■ EXTRAIT PROPOSÉ:

Négociations sur le climat à Cancún : qui essaie de tirer profit de la lutte contre la déforestation ?

La lutte contre la déforestation avec le dispositif REDD (acronyme de Réduction des Emissions liées à la Déforestation et à la Dégradation des forêts) est au cœur des négociations internationales sur le climat de Cancun. Pourtant, alors que les aspects les plus controversés de ce nouveau mécanisme sont toujours en discussion, de nombreux projets pilotes ou volontaires sont déjà en train de se mettre en place et d’anticiper sur les conclusions officielles. L’objectif est clair : influencer les négociations et les orienter dans un sens favorable aux entreprises et aux pays développés. Une bonne idée est en train se transformer en cauchemar pour les communautés et les peuples qui dépendent des forêts comme le révèle le nouveau rapport des Amis de la Terre – « REDD : les réalités noir sur blanc » – avec de nombreux exemples à l’appui.

Les études de cas menées par des organisations membres des Amis de la Terre du monde entier montrent clairement que les peuples autochtones et les communautés locales sont marginalisés au moment de développer ces projets. Ces populations risquent fort d’être désavantagées face aux grandes entreprises et aux investisseurs qui ont la capacité de consacrer des moyens colossaux pour participer à des réunions internationales, influencer des décideurs politiques ou financer des projets pilotes qui leur sont favorables. Des entreprises comme BP ou Shell sont déjà des acteurs majeurs du mécanisme REDD. Pour ces entreprises, l’enjeu principal du mécanisme REDD consiste à intégrer les forêts au marché du carbone pour pouvoir générer des crédits carbone et permettre aux pays industrialisés d’acheter des droits à polluer plutôt que de réduire leurs propres émissions de gaz à effet de serre. Intégrer les forêts dans les marchés carbone multiplie pourtant encore les risques de dépendre des vicissitudes de ces marchés et des variations des prix. Cela aboutit par ailleurs à une privatisation de la forêt et à une restriction des droits des communautés autochtones comme le montrent, par exemple, nos études de cas au Brésil, au Liberia ou en Indonésie. De plus, en jouant sur les failles de la définition d’une forêt qu’applique l’ONU, ces projets permettront de poursuivre l’exploitation industrielle de bois et le remplacement des forêts naturelles anciennes par des monocultures d’arbres. Pour le coordinateur du programme Justice climatique des Amis de la Terre International, Joseph Zacune : « Par le biais des pourparlers de l’ONU sur le climat, les gouvernements sont en train de faire à propos des forêts des propositions dangereuses, qui mettront en péril les populations et l’environnement. Ces études de cas montrent que les gros investisseurs foncent pour tirer profit de projets forestiers qui ne feront rien pour réduire les émissions et qui seront nuisibles pour les communautés locales. » Pour Sylvain Angerand, chargé de campagne pour les Amis de la Terre France : « Les pays développés ont une attitude ambiguë : plutôt que de vouloir à tout prix faire entrer les forêts dans le marché du carbone pour soi-disant les protéger, comment se fait-il qu’aucune proposition ne soit sur la table pour mettre un terme aux subventions et aux politiques commerciales qui constituent les moteurs de la déforestation ? »

■ DONNÉES:
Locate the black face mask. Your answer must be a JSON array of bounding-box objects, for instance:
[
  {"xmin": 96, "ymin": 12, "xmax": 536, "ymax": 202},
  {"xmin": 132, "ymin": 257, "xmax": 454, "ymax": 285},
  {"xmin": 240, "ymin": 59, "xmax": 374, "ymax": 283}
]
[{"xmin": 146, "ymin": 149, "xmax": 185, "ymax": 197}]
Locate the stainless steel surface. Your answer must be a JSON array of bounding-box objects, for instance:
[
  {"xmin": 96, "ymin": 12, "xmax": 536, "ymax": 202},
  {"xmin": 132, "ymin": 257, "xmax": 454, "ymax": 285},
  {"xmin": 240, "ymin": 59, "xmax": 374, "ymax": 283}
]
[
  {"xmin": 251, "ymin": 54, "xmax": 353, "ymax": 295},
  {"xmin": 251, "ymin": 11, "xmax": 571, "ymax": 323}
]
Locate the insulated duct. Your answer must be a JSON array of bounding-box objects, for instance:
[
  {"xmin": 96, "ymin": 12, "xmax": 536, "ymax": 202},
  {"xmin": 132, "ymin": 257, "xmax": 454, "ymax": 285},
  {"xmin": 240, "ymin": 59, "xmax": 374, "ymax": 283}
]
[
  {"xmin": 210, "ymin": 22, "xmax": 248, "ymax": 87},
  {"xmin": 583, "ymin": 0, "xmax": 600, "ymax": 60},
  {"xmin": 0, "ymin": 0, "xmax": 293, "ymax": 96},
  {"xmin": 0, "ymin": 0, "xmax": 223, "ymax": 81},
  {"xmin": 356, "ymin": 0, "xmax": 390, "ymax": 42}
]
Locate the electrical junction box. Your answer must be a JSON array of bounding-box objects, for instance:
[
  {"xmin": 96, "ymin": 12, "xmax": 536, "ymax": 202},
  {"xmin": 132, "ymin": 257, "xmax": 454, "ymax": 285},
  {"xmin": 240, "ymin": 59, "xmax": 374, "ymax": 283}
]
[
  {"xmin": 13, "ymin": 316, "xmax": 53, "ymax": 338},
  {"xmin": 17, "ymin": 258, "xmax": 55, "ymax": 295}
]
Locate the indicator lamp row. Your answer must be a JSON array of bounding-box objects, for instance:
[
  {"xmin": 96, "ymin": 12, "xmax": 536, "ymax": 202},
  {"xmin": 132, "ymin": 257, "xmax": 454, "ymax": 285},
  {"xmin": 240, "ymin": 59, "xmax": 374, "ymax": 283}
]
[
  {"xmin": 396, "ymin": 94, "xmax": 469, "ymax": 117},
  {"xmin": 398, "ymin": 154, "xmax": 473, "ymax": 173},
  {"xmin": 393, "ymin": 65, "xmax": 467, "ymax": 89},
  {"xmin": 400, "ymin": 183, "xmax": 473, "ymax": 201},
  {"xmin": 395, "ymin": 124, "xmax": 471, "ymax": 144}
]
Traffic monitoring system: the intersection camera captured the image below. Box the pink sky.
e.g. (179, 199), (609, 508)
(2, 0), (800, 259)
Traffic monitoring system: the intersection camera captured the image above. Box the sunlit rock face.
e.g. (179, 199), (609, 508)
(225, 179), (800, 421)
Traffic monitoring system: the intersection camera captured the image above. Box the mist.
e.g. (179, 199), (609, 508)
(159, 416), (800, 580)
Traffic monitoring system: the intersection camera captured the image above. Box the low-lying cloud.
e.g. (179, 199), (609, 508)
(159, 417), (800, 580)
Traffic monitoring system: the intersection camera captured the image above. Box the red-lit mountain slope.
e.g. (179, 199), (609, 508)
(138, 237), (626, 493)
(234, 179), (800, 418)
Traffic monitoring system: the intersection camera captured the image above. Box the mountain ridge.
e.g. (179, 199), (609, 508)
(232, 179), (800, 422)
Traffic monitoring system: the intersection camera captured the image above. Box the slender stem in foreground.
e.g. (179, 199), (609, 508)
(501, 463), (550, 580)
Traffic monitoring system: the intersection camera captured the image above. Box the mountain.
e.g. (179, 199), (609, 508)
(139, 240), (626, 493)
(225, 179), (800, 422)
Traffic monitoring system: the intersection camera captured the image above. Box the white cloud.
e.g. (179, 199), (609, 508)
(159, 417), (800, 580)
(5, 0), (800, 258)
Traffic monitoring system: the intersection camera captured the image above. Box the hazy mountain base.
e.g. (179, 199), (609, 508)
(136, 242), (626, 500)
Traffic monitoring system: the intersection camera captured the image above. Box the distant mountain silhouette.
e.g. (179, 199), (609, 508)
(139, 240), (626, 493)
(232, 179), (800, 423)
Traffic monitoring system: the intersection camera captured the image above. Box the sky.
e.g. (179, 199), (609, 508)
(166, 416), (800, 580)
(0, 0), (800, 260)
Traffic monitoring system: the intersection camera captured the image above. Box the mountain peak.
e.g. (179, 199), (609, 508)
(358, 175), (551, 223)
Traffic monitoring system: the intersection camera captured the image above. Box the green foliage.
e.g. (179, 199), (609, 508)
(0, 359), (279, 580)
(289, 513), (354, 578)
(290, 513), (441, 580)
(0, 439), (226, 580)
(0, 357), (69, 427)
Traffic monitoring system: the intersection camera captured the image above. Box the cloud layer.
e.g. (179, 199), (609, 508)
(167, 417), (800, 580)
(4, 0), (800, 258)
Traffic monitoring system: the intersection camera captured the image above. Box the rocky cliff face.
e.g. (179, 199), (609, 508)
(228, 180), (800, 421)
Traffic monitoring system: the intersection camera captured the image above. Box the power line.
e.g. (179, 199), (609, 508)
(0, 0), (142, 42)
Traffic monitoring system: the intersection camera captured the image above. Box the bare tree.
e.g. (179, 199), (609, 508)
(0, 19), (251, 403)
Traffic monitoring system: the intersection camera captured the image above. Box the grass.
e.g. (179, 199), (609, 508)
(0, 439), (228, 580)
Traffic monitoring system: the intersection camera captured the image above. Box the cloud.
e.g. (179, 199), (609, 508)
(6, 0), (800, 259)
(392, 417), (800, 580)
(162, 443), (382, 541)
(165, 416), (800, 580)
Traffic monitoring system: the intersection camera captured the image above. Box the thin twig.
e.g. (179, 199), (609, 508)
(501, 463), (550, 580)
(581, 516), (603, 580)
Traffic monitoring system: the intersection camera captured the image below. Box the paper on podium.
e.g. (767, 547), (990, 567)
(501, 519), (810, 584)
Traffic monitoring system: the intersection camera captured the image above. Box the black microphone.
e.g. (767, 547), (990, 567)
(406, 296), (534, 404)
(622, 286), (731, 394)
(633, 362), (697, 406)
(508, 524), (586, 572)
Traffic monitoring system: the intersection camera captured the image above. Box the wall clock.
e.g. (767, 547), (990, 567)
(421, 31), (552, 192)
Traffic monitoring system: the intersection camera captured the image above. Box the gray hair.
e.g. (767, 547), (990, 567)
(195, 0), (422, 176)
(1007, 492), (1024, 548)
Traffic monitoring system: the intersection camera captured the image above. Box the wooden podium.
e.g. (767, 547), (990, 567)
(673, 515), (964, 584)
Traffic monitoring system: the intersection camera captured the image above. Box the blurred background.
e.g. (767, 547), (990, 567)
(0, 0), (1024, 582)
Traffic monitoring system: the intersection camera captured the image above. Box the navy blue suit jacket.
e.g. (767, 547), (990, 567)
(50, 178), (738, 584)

■ EXERCICES:
• A. Les affirmations suivantes concordent-elles avec l'extrait proposé ? (i) Le rapport des Amis de la Terre s'intitule « REDD : les réalités noir sur blanc ». (ii) Les aspects les plus controversés du mécanisme REDD ont déjà été tranchés. (iii) Joseph Zacune est chargé de campagne pour les Amis de la Terre France. Répondez à chacune par oui ou par non, en citant les mots décisifs de l'extrait.
• B. Recopiez tout le passage de l'extrait proposé, de « La lutte contre la déforestation avec » jusqu'à « exemples à l’appui. », en remplaçant « cauchemar » par « piège ».

■ RÉPONSES DANS L'ORDRE:
• A.
(i) Oui : « le nouveau rapport des Amis de la Terre – « REDD : les réalités noir sur blanc » ».
(ii) Non : « les aspects les plus controversés de ce nouveau mécanisme sont toujours en discussion ».
(iii) Non : « Pour le coordinateur du programme Justice climatique des Amis de la Terre International, Joseph Zacune ».

• B.
La lutte contre la déforestation avec le dispositif REDD (acronyme de Réduction des Emissions liées à la Déforestation et à la Dégradation des forêts) est au cœur des négociations internationales sur le climat de Cancun. Pourtant, alors que les aspects les plus controversés de ce nouveau mécanisme sont toujours en discussion, de nombreux projets pilotes ou volontaires sont déjà en train de se mettre en place et d’anticiper sur les conclusions officielles. L’objectif est clair : influencer les négociations et les orienter dans un sens favorable aux entreprises et aux pays développés. Une bonne idée est en train se transformer en piège pour les communautés et les peuples qui dépendent des forêts comme le révèle le nouveau rapport des Amis de la Terre – « REDD : les réalités noir sur blanc » – avec de nombreux exemples à l’appui.